Information provided:
------------------------------------------------------------------------

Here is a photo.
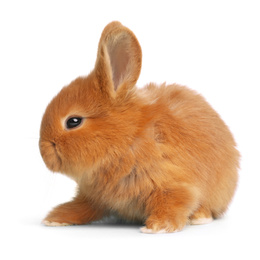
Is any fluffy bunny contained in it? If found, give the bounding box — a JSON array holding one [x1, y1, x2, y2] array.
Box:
[[39, 22, 239, 233]]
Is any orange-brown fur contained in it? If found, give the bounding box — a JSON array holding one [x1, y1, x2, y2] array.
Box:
[[40, 22, 239, 232]]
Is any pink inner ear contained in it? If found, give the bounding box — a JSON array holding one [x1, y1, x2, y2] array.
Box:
[[108, 36, 131, 90]]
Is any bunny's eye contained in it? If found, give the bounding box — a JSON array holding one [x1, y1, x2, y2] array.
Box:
[[66, 117, 83, 129]]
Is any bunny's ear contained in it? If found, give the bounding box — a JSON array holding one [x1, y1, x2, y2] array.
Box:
[[94, 22, 142, 97]]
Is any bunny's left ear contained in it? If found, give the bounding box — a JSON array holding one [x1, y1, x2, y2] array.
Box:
[[94, 22, 142, 97]]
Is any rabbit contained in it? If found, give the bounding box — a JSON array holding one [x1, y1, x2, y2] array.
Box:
[[39, 21, 240, 233]]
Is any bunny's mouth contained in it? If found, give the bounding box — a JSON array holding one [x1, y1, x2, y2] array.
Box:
[[40, 141, 62, 172]]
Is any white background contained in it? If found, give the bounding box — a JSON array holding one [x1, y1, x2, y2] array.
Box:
[[0, 0, 260, 259]]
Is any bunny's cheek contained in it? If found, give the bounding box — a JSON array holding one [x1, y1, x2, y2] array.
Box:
[[40, 141, 62, 172]]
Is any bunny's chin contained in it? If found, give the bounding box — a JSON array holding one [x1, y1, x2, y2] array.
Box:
[[40, 141, 62, 172]]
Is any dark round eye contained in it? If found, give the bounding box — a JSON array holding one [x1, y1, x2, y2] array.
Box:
[[66, 117, 82, 129]]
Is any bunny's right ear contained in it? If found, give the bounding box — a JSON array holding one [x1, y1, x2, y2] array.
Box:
[[94, 22, 142, 97]]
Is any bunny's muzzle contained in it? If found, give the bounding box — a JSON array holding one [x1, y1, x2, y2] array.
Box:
[[39, 140, 62, 172]]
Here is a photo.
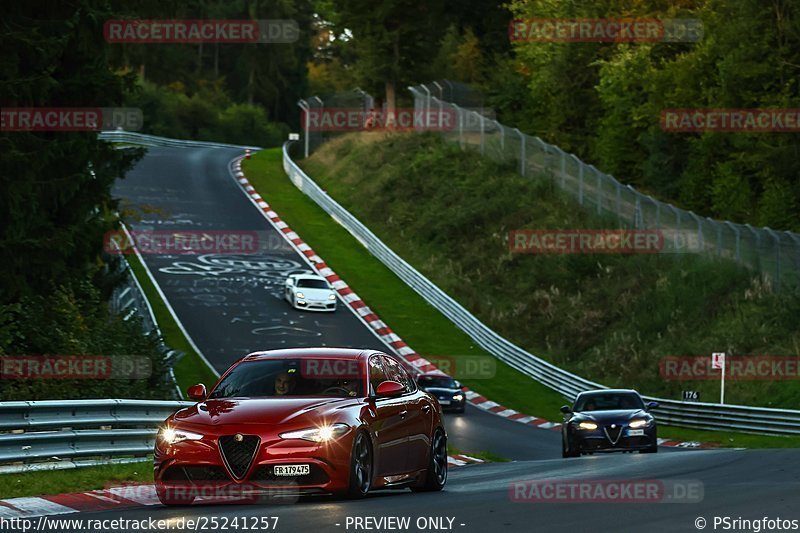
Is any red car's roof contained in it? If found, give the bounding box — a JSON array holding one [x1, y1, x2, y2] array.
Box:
[[242, 348, 382, 361]]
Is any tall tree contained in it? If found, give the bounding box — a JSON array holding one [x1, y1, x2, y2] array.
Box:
[[333, 0, 446, 112], [0, 0, 140, 303]]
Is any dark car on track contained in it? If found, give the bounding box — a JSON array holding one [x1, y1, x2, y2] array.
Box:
[[154, 348, 447, 505], [417, 374, 467, 413], [561, 389, 658, 457]]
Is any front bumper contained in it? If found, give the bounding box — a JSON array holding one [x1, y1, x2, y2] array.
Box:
[[295, 300, 336, 311], [153, 430, 355, 499], [570, 425, 658, 453]]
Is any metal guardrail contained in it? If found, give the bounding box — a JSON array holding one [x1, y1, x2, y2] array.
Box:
[[97, 130, 262, 150], [0, 399, 194, 472], [283, 143, 800, 435]]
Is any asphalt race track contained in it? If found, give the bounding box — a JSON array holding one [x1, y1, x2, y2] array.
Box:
[[114, 144, 386, 372], [101, 143, 800, 533]]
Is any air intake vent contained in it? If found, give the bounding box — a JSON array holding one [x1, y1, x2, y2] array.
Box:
[[604, 424, 622, 445], [219, 434, 261, 479]]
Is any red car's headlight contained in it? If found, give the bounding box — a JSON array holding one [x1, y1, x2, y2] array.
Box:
[[156, 427, 203, 444], [280, 424, 350, 442]]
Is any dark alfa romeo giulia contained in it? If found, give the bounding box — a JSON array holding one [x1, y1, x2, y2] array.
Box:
[[561, 389, 658, 457]]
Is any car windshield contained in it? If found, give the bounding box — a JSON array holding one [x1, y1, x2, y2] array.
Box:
[[297, 278, 330, 289], [208, 358, 364, 399], [418, 376, 458, 389], [573, 392, 644, 411]]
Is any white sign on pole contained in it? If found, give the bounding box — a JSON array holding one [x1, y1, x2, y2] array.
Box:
[[711, 352, 725, 404]]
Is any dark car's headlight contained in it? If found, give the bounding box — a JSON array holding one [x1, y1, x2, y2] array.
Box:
[[280, 424, 350, 442], [156, 427, 203, 444], [628, 418, 653, 429]]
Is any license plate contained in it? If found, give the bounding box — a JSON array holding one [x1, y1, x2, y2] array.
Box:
[[273, 465, 311, 476]]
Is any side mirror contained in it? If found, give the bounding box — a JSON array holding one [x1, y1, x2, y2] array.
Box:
[[375, 381, 406, 398], [186, 383, 208, 402]]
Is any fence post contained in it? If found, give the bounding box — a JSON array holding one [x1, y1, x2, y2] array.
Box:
[[764, 227, 781, 288], [456, 105, 464, 150], [433, 81, 444, 127], [297, 99, 311, 157], [420, 83, 431, 130], [478, 114, 484, 155], [514, 128, 527, 176], [724, 220, 742, 263], [493, 120, 506, 151]]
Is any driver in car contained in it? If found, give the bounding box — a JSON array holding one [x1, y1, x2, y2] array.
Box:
[[275, 372, 297, 396]]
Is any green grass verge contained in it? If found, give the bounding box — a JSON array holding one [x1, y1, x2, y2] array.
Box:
[[447, 444, 511, 463], [0, 461, 153, 498], [127, 254, 217, 394], [244, 143, 796, 447]]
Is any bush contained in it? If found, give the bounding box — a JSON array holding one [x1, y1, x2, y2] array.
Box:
[[0, 282, 171, 401]]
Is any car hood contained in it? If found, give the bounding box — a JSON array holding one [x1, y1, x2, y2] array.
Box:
[[172, 398, 362, 426], [294, 287, 333, 300], [573, 409, 650, 424], [421, 387, 461, 394]]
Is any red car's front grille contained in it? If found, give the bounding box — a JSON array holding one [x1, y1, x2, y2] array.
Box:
[[219, 434, 261, 479]]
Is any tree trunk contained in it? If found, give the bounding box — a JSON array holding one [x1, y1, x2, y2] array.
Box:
[[384, 80, 397, 128], [214, 43, 219, 79]]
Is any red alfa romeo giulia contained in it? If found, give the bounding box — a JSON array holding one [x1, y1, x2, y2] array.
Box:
[[154, 348, 447, 505]]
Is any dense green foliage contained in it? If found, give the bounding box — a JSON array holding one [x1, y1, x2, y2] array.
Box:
[[109, 0, 313, 126], [305, 135, 800, 407], [465, 0, 800, 231], [0, 1, 165, 399]]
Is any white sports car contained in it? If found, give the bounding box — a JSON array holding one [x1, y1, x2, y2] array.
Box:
[[283, 274, 336, 311]]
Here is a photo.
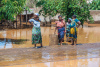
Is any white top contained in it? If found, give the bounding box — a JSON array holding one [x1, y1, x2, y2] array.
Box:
[[29, 19, 40, 27]]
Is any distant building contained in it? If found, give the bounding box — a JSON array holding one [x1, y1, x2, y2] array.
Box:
[[17, 8, 34, 22]]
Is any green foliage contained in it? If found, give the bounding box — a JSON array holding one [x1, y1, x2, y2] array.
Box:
[[0, 0, 25, 20], [36, 0, 93, 24], [89, 0, 100, 10]]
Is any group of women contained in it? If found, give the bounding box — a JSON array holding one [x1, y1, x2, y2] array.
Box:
[[29, 13, 81, 47]]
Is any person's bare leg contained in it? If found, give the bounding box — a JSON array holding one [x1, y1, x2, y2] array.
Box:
[[74, 39, 77, 46]]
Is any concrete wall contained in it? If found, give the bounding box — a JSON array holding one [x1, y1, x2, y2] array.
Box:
[[90, 10, 100, 21]]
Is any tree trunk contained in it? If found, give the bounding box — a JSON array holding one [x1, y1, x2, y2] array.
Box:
[[49, 16, 51, 24], [16, 16, 17, 29]]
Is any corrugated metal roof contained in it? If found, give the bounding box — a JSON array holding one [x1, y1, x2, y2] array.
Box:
[[22, 8, 34, 15]]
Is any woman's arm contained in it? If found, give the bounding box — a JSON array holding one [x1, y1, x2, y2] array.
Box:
[[69, 22, 75, 27]]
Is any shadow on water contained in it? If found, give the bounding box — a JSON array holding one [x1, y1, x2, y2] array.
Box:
[[0, 38, 29, 49]]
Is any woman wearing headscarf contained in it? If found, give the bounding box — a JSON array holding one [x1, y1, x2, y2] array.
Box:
[[29, 13, 42, 47], [55, 15, 65, 45]]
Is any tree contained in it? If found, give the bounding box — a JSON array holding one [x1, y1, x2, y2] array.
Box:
[[36, 0, 93, 25], [36, 0, 62, 23]]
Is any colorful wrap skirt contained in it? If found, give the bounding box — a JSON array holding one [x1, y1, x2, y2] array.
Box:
[[57, 27, 65, 42], [69, 27, 77, 40], [32, 27, 42, 44]]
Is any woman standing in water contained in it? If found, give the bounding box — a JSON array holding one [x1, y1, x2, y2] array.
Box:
[[66, 18, 72, 42], [29, 13, 42, 47], [54, 15, 66, 45], [69, 15, 81, 46]]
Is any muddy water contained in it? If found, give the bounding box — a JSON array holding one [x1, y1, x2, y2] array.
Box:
[[5, 58, 100, 67], [0, 27, 100, 49]]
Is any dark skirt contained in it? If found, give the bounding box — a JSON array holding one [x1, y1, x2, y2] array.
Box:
[[57, 27, 65, 42]]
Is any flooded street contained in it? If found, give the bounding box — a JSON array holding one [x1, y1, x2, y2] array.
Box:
[[0, 27, 100, 49], [0, 23, 100, 67]]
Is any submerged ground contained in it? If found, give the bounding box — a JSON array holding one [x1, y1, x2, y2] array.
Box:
[[0, 22, 100, 67]]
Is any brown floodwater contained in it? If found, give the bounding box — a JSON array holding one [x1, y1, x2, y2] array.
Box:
[[0, 26, 100, 49], [5, 58, 100, 67]]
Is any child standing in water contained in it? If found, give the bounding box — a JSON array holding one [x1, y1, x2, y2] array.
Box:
[[29, 13, 42, 48], [66, 18, 72, 42]]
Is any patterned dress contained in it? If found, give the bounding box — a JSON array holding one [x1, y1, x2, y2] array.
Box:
[[66, 22, 70, 37], [55, 20, 65, 42], [29, 19, 42, 44], [69, 19, 77, 40]]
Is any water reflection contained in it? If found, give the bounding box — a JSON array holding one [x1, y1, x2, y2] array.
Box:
[[5, 58, 100, 67]]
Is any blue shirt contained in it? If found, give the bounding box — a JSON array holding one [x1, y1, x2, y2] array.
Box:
[[29, 19, 40, 27], [74, 19, 79, 23]]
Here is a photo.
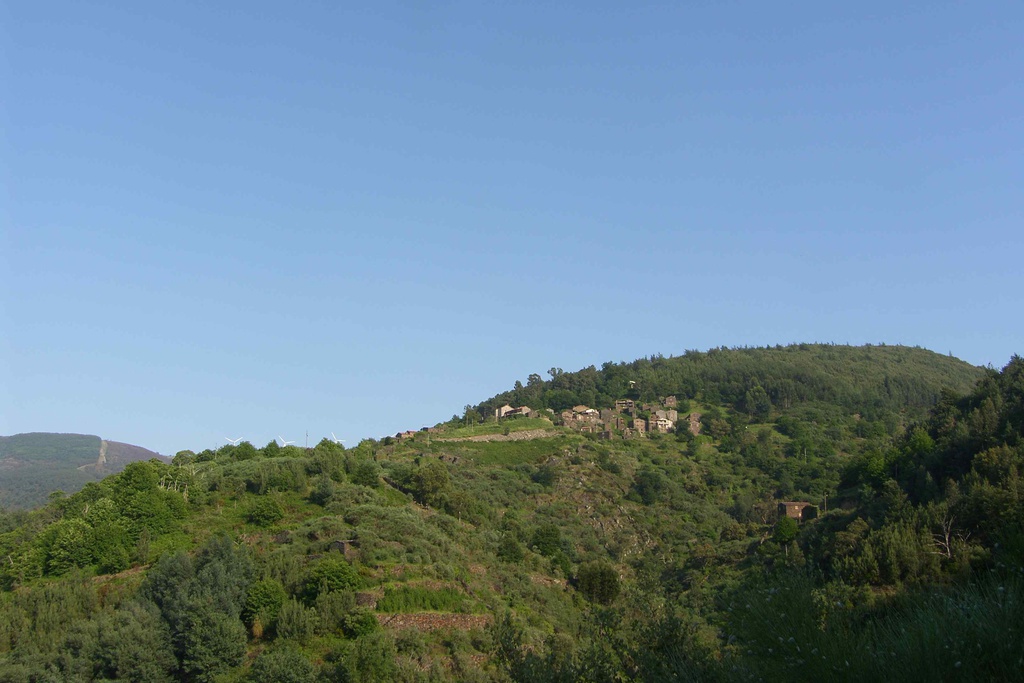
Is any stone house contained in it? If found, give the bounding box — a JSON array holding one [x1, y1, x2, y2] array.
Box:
[[502, 405, 531, 418], [647, 411, 673, 434]]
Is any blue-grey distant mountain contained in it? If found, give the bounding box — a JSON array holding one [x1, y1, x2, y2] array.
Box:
[[0, 432, 163, 508]]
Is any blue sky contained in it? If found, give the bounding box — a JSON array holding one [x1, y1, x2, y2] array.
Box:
[[0, 1, 1024, 454]]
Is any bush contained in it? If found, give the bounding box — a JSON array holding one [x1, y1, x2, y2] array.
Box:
[[246, 498, 285, 526], [276, 600, 316, 643], [242, 579, 288, 637], [249, 644, 316, 683], [577, 561, 618, 605], [305, 558, 359, 602]]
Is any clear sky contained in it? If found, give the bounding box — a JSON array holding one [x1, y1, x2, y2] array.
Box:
[[0, 0, 1024, 454]]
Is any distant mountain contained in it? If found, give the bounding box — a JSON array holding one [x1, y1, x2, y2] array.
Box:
[[0, 432, 163, 508]]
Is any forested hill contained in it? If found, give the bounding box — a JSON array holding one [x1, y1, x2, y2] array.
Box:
[[473, 344, 983, 417], [0, 432, 160, 509], [0, 346, 1024, 683]]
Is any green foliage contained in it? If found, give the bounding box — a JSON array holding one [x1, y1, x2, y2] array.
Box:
[[349, 460, 380, 488], [633, 470, 667, 505], [249, 644, 316, 683], [377, 586, 470, 612], [246, 498, 285, 526], [772, 516, 800, 546], [275, 600, 317, 644], [498, 533, 525, 563], [530, 523, 562, 557], [0, 346, 1024, 683], [242, 579, 288, 629], [304, 558, 359, 602], [577, 561, 620, 605], [412, 460, 452, 507]]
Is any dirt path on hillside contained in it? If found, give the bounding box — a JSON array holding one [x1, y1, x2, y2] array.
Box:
[[433, 429, 558, 442]]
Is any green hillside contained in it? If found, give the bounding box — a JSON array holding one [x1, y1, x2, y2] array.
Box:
[[0, 432, 160, 509], [0, 346, 1024, 682]]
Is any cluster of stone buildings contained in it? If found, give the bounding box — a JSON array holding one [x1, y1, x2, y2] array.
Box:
[[495, 396, 699, 438]]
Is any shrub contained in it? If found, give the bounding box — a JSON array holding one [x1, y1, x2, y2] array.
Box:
[[577, 561, 618, 605], [246, 498, 285, 526], [249, 644, 316, 683], [305, 558, 359, 602]]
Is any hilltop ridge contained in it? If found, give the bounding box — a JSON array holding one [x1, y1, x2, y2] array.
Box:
[[0, 432, 164, 508]]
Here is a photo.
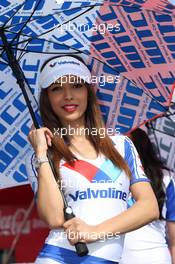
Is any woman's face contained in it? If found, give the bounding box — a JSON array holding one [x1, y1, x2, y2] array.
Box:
[[48, 76, 88, 125]]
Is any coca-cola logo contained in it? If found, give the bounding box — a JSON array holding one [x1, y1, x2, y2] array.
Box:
[[0, 208, 31, 236]]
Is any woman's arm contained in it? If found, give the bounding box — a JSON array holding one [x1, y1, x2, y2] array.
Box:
[[28, 127, 64, 228], [97, 182, 159, 234], [63, 182, 159, 244], [167, 222, 175, 264], [37, 156, 64, 229]]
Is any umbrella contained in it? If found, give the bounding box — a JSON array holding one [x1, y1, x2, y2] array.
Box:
[[148, 103, 175, 174], [0, 0, 175, 188]]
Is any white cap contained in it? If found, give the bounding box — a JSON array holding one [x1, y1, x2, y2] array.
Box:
[[39, 56, 91, 89]]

------------------------------------------------------------------------

Copy the items verbatim, from their first line down to and including the line that contains "[[40, 22, 239, 232]]", and omit the picture.

Here is a photo.
Is any fluffy bunny contained in it? If found, give the bounding box — a JSON array holding one [x1, y1, x2, y2] array.
Box:
[[39, 22, 239, 233]]
Is any orange-brown fur contained in it? If found, give the bounding box — a JSON array holding one [x1, y1, x2, y2] array.
Box:
[[40, 22, 239, 232]]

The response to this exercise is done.